---------- MATERIAL FOR THE TASK ----------
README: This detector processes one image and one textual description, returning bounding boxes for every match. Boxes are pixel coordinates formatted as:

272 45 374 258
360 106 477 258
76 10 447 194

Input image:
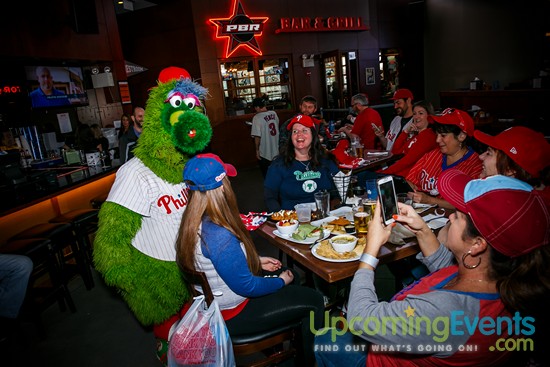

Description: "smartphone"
376 176 399 225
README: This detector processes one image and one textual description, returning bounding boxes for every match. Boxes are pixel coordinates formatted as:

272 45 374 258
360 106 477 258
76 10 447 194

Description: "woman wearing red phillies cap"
405 108 481 209
474 126 550 204
315 169 550 367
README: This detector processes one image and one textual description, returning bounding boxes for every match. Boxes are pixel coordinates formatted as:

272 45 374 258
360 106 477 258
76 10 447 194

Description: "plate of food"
311 216 355 234
269 210 298 222
311 237 367 263
413 203 437 214
273 223 330 245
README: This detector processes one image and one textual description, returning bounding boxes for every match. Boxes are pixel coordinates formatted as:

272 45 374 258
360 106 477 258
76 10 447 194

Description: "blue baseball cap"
183 153 237 191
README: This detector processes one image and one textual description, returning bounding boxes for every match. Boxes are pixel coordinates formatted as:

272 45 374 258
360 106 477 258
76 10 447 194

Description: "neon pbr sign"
209 0 269 58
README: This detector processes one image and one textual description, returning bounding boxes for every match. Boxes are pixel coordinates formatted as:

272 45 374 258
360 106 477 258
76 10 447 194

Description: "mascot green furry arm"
94 67 212 325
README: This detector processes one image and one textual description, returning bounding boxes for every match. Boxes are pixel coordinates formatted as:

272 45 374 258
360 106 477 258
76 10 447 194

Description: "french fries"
316 237 367 260
271 210 298 221
322 217 351 234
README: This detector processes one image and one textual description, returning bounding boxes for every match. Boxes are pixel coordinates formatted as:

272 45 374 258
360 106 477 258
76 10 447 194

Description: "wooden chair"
0 238 76 339
184 271 303 367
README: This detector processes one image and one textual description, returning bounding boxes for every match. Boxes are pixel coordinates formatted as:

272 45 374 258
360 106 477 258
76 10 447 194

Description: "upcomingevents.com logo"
310 306 535 352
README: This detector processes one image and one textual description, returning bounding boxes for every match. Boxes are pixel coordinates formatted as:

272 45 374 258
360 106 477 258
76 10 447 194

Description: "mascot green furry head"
94 67 212 325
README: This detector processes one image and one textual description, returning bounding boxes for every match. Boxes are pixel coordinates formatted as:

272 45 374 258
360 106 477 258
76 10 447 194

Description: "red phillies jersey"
406 148 483 196
351 108 384 149
378 129 437 177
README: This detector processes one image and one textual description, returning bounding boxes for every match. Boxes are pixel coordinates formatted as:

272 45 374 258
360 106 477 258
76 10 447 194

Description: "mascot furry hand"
94 67 212 325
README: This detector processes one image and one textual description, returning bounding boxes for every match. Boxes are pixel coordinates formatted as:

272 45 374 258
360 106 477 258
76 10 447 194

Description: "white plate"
329 206 353 222
311 216 355 234
311 243 361 263
428 218 449 229
413 203 437 214
311 215 338 227
273 230 330 245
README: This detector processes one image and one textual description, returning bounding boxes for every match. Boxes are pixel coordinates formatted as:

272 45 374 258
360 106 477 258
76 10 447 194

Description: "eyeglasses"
292 128 311 135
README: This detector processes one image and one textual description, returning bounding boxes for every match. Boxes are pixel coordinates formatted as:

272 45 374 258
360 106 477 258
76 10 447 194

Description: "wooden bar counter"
0 161 119 246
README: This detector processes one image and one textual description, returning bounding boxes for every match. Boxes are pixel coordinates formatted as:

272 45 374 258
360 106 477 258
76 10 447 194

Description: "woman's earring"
462 251 481 269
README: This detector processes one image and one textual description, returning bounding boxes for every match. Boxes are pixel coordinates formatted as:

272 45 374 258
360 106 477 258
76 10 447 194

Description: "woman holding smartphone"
315 170 550 367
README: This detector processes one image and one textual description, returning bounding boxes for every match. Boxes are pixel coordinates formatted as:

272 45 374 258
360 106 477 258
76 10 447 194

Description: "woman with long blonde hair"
176 154 324 365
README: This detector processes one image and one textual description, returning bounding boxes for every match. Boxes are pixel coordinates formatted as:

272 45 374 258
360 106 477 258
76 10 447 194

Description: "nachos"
316 237 367 260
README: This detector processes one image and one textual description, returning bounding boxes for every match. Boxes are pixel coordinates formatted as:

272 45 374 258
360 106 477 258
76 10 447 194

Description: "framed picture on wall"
365 68 376 85
118 81 132 104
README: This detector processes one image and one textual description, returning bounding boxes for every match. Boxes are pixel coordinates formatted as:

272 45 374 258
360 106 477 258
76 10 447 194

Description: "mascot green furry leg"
94 67 212 362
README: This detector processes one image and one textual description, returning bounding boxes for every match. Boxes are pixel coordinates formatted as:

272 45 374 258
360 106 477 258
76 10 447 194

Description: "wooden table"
339 151 403 174
256 221 420 283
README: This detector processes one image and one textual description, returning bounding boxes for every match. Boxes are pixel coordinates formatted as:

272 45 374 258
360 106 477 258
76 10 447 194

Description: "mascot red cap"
159 66 191 83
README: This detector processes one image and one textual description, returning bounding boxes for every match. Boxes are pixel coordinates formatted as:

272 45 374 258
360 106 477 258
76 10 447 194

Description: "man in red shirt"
339 94 384 149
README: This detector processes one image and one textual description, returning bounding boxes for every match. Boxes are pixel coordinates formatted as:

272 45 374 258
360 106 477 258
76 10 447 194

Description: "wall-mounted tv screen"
25 65 89 108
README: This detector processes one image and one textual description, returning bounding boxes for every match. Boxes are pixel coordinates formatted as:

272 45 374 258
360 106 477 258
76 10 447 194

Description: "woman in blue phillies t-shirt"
264 115 339 211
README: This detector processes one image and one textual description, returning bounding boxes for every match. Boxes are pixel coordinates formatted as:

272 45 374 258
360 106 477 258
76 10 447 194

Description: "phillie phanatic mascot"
94 67 212 358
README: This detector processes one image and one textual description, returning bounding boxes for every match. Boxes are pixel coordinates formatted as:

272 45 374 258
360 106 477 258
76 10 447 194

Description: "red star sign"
----------
**WORK TO COMPLETE:** Render every line of the entries above as a Markdown table with the columns "Row" and "Line", numbering rows in order and omitting blank lines. Leave the pictures out of the table.

**TASK ANSWER:**
| Row | Line |
|---|---|
| 1 | README: This detector processes one image and one textual description, returning bounding boxes for every match. Boxes are pixel coordinates formatted as: |
| 2 | 272 45 374 258 |
| 3 | 360 106 477 258 |
| 4 | 76 10 447 194 |
| 5 | Input image: |
| 6 | Description: "smartphone" |
| 7 | 376 176 399 225 |
| 8 | README: This detector processes one image and one textual description, returning bounding boxes for every match. Boxes are pixel coordinates formatted as: |
| 9 | 272 45 374 258 |
| 10 | 360 106 477 258 |
| 11 | 76 10 447 194 |
| 12 | Description: "woman wearing red phillies cap" |
| 13 | 405 108 481 209 |
| 14 | 474 126 550 204 |
| 15 | 315 169 550 367 |
| 16 | README: This detector processes one image and one textual description, returning bounding boxes for every match. Boxes are pixel coordinates formatted as: |
| 17 | 272 45 374 258 |
| 18 | 360 106 477 258 |
| 19 | 76 10 447 194 |
| 20 | Description: "plate of food" |
| 21 | 311 216 355 234 |
| 22 | 269 210 298 222 |
| 23 | 311 237 367 263 |
| 24 | 413 203 437 214 |
| 25 | 273 223 330 245 |
| 26 | README: This detector processes one image and one textual description, returning bounding boxes for every match. Boxes are pixel coordinates formatted as: |
| 27 | 272 45 374 258 |
| 28 | 360 106 477 258 |
| 29 | 76 10 447 194 |
| 30 | Description: "blue baseball cap" |
| 31 | 183 153 237 191 |
| 32 | README: This detector processes one image and one textual description, returning bounding boxes for every match. Boxes are pixel coordinates formatted as: |
| 33 | 272 45 374 258 |
| 34 | 360 106 477 258 |
| 35 | 76 10 447 194 |
| 36 | Description: "neon pbr sign" |
| 37 | 209 0 269 58 |
| 38 | README: This detector processes one image and one textual description, returning bounding boxes for every match. Boxes are pixel coordinates formatted as: |
| 39 | 272 45 374 258 |
| 40 | 360 106 477 258 |
| 41 | 76 10 447 194 |
| 42 | Description: "mascot green furry arm" |
| 43 | 94 67 212 325 |
| 44 | README: This detector processes one image and one textual description, returning bounding boxes for every match. Boxes are pixel coordinates formatted as: |
| 45 | 272 45 374 258 |
| 46 | 360 106 477 258 |
| 47 | 76 10 447 194 |
| 48 | Description: "french fries" |
| 49 | 316 237 367 260 |
| 50 | 271 210 298 221 |
| 51 | 322 217 351 234 |
| 52 | README: This detector processes one image and one textual description, returning bounding boxes for every match. Boxes are pixel coordinates formatted as: |
| 53 | 272 45 374 258 |
| 54 | 360 106 477 258 |
| 55 | 76 10 447 194 |
| 56 | Description: "wooden chair" |
| 57 | 0 238 76 339 |
| 58 | 184 271 303 367 |
| 59 | README: This detector processes one image and one textual description, returning bounding boxes for every match. Boxes are pixel coordinates formatted as: |
| 60 | 272 45 374 258 |
| 61 | 360 106 477 258 |
| 62 | 76 10 447 194 |
| 63 | Description: "upcomingevents.com logo" |
| 64 | 310 306 535 352 |
| 65 | README: This detector processes one image and one textual description, returning bounding boxes for every match. Boxes are pixel coordinates formatted as: |
| 66 | 272 45 374 258 |
| 67 | 360 106 477 258 |
| 68 | 76 10 447 194 |
| 69 | Description: "mascot green furry head" |
| 70 | 94 67 212 325 |
| 71 | README: This detector processes one image and one textual description, returning bounding boxes for every match. Boxes are pixel coordinates formatted as: |
| 72 | 272 45 374 258 |
| 73 | 360 106 477 258 |
| 74 | 76 10 447 194 |
| 75 | Description: "red phillies jersey" |
| 76 | 406 148 483 196 |
| 77 | 351 108 384 149 |
| 78 | 378 129 437 177 |
| 79 | README: This detector processes one image and one textual description, returning bounding boxes for every match. Boxes are pixel coordinates formatted as: |
| 80 | 272 45 374 258 |
| 81 | 360 106 477 258 |
| 82 | 76 10 447 194 |
| 83 | Description: "mascot furry hand" |
| 84 | 94 67 212 325 |
| 85 | README: This detector processes one image and one textual description, returning bounding boxes for every match. Boxes are pixel coordinates formatted as: |
| 86 | 272 45 374 258 |
| 87 | 360 106 477 258 |
| 88 | 76 10 447 194 |
| 89 | Description: "white plate" |
| 90 | 329 206 353 222 |
| 91 | 311 216 355 234 |
| 92 | 311 243 361 263 |
| 93 | 428 218 449 229 |
| 94 | 413 203 437 214 |
| 95 | 311 215 338 227 |
| 96 | 273 230 330 245 |
| 97 | README: This detector processes one image and one textual description, returning bounding boxes for every match. Boxes are pixel coordinates formatted as: |
| 98 | 272 45 374 258 |
| 99 | 360 106 477 258 |
| 100 | 76 10 447 194 |
| 101 | Description: "eyeglasses" |
| 102 | 292 128 311 135 |
| 103 | README: This detector processes one image and one textual description, returning bounding boxes for every match. Boxes are pixel coordinates formatted as: |
| 104 | 272 45 374 258 |
| 105 | 360 106 477 258 |
| 106 | 76 10 447 194 |
| 107 | Description: "wooden bar counter" |
| 108 | 0 161 119 246 |
| 109 | README: This detector processes one image and one textual description, returning bounding boxes for every match. Boxes are pixel coordinates formatted as: |
| 110 | 272 45 374 258 |
| 111 | 360 106 477 258 |
| 112 | 76 10 447 194 |
| 113 | Description: "woman's earring" |
| 114 | 462 251 481 269 |
| 115 | README: This detector processes one image and one textual description, returning bounding boxes for every match. Boxes are pixel coordinates formatted as: |
| 116 | 272 45 374 258 |
| 117 | 360 106 477 258 |
| 118 | 76 10 447 194 |
| 119 | Description: "woman holding smartphone" |
| 120 | 315 170 550 367 |
| 121 | README: This detector processes one image and one textual description, returning bounding boxes for every match. Boxes are pixel coordinates formatted as: |
| 122 | 272 45 374 258 |
| 123 | 360 106 477 258 |
| 124 | 76 10 447 194 |
| 125 | Description: "woman with long blonde hair" |
| 126 | 176 154 324 365 |
| 127 | README: This detector processes one image and one textual description, returning bounding boxes for every match. Boxes are pixel coordinates formatted as: |
| 128 | 272 45 374 258 |
| 129 | 360 106 477 258 |
| 130 | 76 10 447 194 |
| 131 | Description: "nachos" |
| 132 | 316 237 367 260 |
| 133 | README: This detector processes one image and one textual description, returning bounding boxes for every match. Boxes are pixel coordinates formatted as: |
| 134 | 272 45 374 258 |
| 135 | 360 106 477 258 |
| 136 | 76 10 447 194 |
| 137 | Description: "framed picture on wall" |
| 138 | 365 68 376 85 |
| 139 | 118 81 132 104 |
| 140 | README: This detector processes one image and one textual description, returning bounding boxes for every match. Boxes are pixel coordinates formatted as: |
| 141 | 272 45 374 258 |
| 142 | 360 106 477 258 |
| 143 | 76 10 447 194 |
| 144 | Description: "mascot green furry leg" |
| 145 | 94 67 212 362 |
| 146 | README: This detector processes one image and one textual description, returning bounding boxes for every match. Boxes are pixel coordinates formatted as: |
| 147 | 272 45 374 258 |
| 148 | 360 106 477 258 |
| 149 | 76 10 447 194 |
| 150 | Description: "wooden table" |
| 151 | 339 151 403 174 |
| 152 | 256 221 420 283 |
| 153 | README: This detector processes one image and one textual description, returning bounding boxes for every match. Boxes are pixel coordinates formatted as: |
| 154 | 272 45 374 258 |
| 155 | 360 106 477 258 |
| 156 | 76 10 447 194 |
| 157 | Description: "mascot red cap" |
| 158 | 159 66 191 83 |
| 159 | README: This detector processes one image and one textual description, returning bounding boxes for every match. Boxes are pixel coordinates formatted as: |
| 160 | 272 45 374 258 |
| 161 | 360 106 477 258 |
| 162 | 76 10 447 194 |
| 163 | Description: "man in red shirt" |
| 164 | 339 94 384 149 |
| 165 | README: This detector processes one image and one textual description, returning bounding boxes for every match. Boxes are pixel coordinates formatted as: |
| 166 | 272 45 374 258 |
| 167 | 360 106 477 258 |
| 168 | 76 10 447 194 |
| 169 | Description: "wall-mounted tv screen" |
| 170 | 25 65 89 108 |
| 171 | README: This detector processes one image and one textual description, returning bounding boxes for every match. Boxes are pixel coordinates formatted as: |
| 172 | 272 45 374 258 |
| 173 | 360 106 477 258 |
| 174 | 76 10 447 194 |
| 175 | Description: "woman in blue phillies t-shirt" |
| 176 | 264 115 339 211 |
| 177 | README: This detector processes one image and one textual description, returning bounding boxes for every match. Boxes are pixel coordinates formatted as: |
| 178 | 272 45 374 258 |
| 179 | 360 106 477 258 |
| 180 | 76 10 447 194 |
| 181 | Description: "phillie phanatic mascot" |
| 182 | 94 67 212 358 |
| 183 | README: This detector processes one image and one textual description, returning bounding boxes for every match. Boxes are pixel coordinates formatted as: |
| 184 | 272 45 374 258 |
| 185 | 360 106 477 258 |
| 186 | 76 10 447 194 |
| 187 | Description: "red star sign" |